What the exercise asks – A word-for-word restatement of every record is required.

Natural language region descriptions
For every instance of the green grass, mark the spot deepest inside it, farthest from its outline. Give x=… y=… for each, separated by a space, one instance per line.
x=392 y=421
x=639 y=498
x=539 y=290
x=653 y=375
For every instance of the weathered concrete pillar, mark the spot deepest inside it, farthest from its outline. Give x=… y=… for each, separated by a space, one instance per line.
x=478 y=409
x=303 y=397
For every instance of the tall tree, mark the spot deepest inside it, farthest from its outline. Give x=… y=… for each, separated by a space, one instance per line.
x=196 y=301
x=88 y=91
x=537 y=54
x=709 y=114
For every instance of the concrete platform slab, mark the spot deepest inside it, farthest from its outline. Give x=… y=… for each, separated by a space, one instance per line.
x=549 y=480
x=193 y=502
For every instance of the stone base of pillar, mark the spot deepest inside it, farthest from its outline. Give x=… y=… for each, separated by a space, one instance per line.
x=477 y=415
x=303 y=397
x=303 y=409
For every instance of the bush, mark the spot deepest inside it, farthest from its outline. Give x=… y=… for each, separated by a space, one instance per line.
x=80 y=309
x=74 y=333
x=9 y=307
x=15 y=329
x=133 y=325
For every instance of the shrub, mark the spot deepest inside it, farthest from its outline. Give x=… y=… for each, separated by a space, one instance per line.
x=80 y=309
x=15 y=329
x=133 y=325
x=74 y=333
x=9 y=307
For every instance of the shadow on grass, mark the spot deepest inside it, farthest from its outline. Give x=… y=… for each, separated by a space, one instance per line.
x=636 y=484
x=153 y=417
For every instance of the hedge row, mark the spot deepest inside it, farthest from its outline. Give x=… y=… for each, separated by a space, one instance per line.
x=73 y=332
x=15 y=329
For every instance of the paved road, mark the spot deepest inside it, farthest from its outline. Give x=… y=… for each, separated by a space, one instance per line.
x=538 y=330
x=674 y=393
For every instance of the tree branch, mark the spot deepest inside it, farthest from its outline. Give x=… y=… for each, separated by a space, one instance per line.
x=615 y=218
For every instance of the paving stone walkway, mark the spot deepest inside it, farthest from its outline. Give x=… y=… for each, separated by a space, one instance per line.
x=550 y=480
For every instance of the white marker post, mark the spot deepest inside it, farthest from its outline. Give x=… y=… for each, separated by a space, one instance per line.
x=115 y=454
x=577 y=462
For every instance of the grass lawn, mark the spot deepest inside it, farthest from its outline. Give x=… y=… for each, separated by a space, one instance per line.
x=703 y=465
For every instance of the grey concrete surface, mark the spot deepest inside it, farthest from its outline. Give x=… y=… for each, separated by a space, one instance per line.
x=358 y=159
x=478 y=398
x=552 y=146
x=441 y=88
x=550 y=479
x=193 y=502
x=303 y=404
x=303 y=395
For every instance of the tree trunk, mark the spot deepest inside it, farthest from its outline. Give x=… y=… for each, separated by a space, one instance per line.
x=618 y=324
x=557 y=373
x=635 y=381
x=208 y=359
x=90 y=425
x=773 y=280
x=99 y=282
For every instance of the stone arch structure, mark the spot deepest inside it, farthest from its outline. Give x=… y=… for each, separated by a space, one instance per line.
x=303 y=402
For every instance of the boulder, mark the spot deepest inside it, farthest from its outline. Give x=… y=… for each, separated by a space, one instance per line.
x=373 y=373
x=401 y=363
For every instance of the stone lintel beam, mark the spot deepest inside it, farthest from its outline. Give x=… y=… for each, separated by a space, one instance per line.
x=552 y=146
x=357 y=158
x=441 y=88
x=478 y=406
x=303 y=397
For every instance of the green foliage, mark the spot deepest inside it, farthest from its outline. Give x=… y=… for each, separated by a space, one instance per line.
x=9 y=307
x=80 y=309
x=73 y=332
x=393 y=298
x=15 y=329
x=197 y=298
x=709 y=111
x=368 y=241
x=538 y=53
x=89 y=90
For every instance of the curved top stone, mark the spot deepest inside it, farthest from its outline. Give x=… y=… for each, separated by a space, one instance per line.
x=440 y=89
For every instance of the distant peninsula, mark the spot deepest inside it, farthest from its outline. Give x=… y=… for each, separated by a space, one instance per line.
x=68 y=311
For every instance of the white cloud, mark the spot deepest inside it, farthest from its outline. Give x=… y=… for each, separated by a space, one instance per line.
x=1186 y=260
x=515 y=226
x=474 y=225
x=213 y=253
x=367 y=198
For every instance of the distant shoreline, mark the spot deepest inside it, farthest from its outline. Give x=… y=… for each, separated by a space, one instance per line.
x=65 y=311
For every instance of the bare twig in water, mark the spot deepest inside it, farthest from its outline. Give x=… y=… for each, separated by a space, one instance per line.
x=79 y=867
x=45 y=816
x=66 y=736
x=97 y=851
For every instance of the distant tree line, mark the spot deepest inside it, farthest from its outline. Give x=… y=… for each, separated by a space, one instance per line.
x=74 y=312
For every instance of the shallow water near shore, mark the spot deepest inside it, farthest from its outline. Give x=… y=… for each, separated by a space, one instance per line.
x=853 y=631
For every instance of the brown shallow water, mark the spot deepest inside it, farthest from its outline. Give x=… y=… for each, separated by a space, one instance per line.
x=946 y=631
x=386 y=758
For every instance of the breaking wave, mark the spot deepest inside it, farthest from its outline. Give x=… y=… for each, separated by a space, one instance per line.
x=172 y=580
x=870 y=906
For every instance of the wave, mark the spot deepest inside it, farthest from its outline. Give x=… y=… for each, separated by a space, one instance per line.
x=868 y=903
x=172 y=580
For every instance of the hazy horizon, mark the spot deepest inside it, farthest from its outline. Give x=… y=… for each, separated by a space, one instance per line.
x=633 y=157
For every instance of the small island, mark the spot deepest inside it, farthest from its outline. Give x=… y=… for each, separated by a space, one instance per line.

Result of the exercise –
For every instance of the green grass, mark the spot deepest inside it, farthest from its outline. Give x=… y=… for each, separated by a space, one instance per line.
x=392 y=421
x=639 y=498
x=539 y=290
x=653 y=375
For every instance of the weathered concrete pillar, mark the spot deepest inside it, farthest from its outline. Give x=… y=… for each, separated by a space, one instance per line.
x=478 y=409
x=303 y=397
For every instance of the tall tree, mark the spot deepest inside it, farthest from its outline. Give x=… y=… for each, separated by a space, one instance per line.
x=196 y=301
x=88 y=91
x=537 y=54
x=709 y=114
For every instance of the concrete platform slab, mark the spot deepest inside it, farthest from its outline. Give x=… y=… for each, separated by a space, one instance per line.
x=549 y=480
x=193 y=502
For every instance of the stone base of pillar, mark the spot deepest inside it, farthest from its outline. Give x=… y=… for each, separated by a space, one instance per line.
x=477 y=415
x=303 y=397
x=303 y=409
For every instance of the bush, mark the spot deepest inside it, farthest from its outline. Give x=… y=… for each, separated by a space, one instance per line.
x=80 y=309
x=74 y=333
x=9 y=307
x=15 y=329
x=133 y=325
For every instance of the shrub, mark the spot deepest inside it, farthest from its outline. Give x=… y=… for each, separated by a space, one instance per line.
x=80 y=309
x=15 y=329
x=133 y=325
x=74 y=333
x=9 y=307
For every instance of the shadow on grass, mark the spot deepest inside it, farthest from its outline. Give x=… y=… for each, separated by a space, one instance per line.
x=636 y=484
x=153 y=417
For every instance of the hedge row, mark the spot deepest inside it, farthest from its outline. Give x=… y=… for each, separated by a space, one instance per line.
x=73 y=332
x=15 y=329
For every instance of the paved road, mark the spot deepest inside it, farthest from its outline. Give x=… y=… for each, separated by a space, one instance per line.
x=538 y=330
x=674 y=393
For every instance of the tree branch, mark the spot deepest inside it, farthest from its outline. Give x=… y=… for each, separated by a space, one instance per line.
x=615 y=218
For every instance of the paving stone walkway, mark the spot deepest inside it, farthest from its outline. Give x=… y=… for each, separated by a space, one instance per line.
x=550 y=480
For every instance of the white marker post, mark the spot deepest inside it, farthest from its outline. Give x=… y=… for each, separated by a space, one instance per line.
x=115 y=454
x=577 y=462
For every instance of the grass lawn, mark the spot deepest inside it, farthest from its outline. Give x=… y=… for each, separated by a space, one instance per line.
x=703 y=465
For every instance of the grey concrete surface, mark the spot deepest inside it, farthest from its outline. Give x=… y=… for each, separated by a space, one instance per line.
x=358 y=159
x=478 y=398
x=552 y=146
x=441 y=88
x=550 y=479
x=193 y=502
x=303 y=404
x=303 y=395
For every instance of the tree trunk, mark the spot deepest inside it, farthest from its outline. Give x=… y=… for each, separated by a space, one instance per line.
x=618 y=324
x=557 y=373
x=635 y=381
x=208 y=359
x=90 y=425
x=773 y=280
x=99 y=282
For every instance of the stone arch structure, mark the spot deepest inside it, farthest from its outline. Give x=… y=… for each, separated by a space, one instance per line.
x=303 y=402
For every instance of the boulder, mark the spot deepest inside it, farthest from its outline. Give x=… y=… for each, separated by a space, one instance per line.
x=373 y=373
x=401 y=363
For every instance of the stone lintel beam, mark the spot deepest inside it, farthest from its outline. Give x=… y=… for each, separated by a space, one instance per line.
x=552 y=146
x=357 y=158
x=441 y=88
x=478 y=406
x=303 y=397
For every instance of the green foliage, mark the spot deepest inside it, farthest from its outline. Give x=… y=… for each, separated by a space, one instance per line.
x=9 y=307
x=80 y=309
x=73 y=332
x=393 y=298
x=15 y=329
x=197 y=298
x=709 y=111
x=368 y=241
x=538 y=53
x=89 y=90
For every instance of the curved top stone, mark the spot deepest inside it, farthest from its outline. Give x=… y=… for each, separated by a space, one instance per line.
x=440 y=89
For every instance of the distant peninsula, mark the spot deepest inside it, farthest from its outline. Give x=… y=… for each, separated by a space, one instance per line.
x=68 y=311
For every instance of the white cloud, mark the spot deepest inside it, farthest from its outline. Give x=… y=… for each, separated by a space, one instance per line.
x=1186 y=260
x=515 y=226
x=474 y=225
x=213 y=253
x=367 y=198
For every instance of the distant shoreline, mark the spot deepest inside it, farthest from its outline. Give x=… y=… for each, separated by a space, one instance per line.
x=65 y=311
For every instance of the bare twig in water, mark the spot deepest inside it, farthest from its outline. Give x=… y=… for each, separated by a space, one instance per line.
x=79 y=867
x=45 y=816
x=66 y=736
x=97 y=851
For every instance of the distant tree line, mark the spot deepest inside it, farthest from its outline. Give x=… y=… for each, separated by a space, one instance per line.
x=74 y=312
For every instance of the shallow water near shore, mark the spot deepest inside it, farthest from its outline. Give x=… y=… for each, separated by a space, one instance per line.
x=853 y=631
For every instance of the brown shallow water, mark the spot deepest inside it, farthest from its outline. Give x=… y=… for each, separated by a space, one instance per line.
x=946 y=631
x=386 y=758
For every instance of the breaking wave, mark the spot deepest inside it, farthest from its outline. Give x=… y=… for each, separated by a space, one instance per line.
x=172 y=580
x=870 y=906
For every instance of the wave, mark the spot deepest inside it, farthest from its outline. Give x=… y=… for each, separated by a space, one instance per line.
x=868 y=903
x=172 y=580
For every instance of the hazy horizon, mark the spot deepest inside it, farthest from its outline. Give x=… y=… for each, separated by a space, one instance per line.
x=633 y=157
For every instance of the small island, mark the spot deepest inside it, farthest from its outline. Give x=… y=… for each, separated by a space, one instance per line.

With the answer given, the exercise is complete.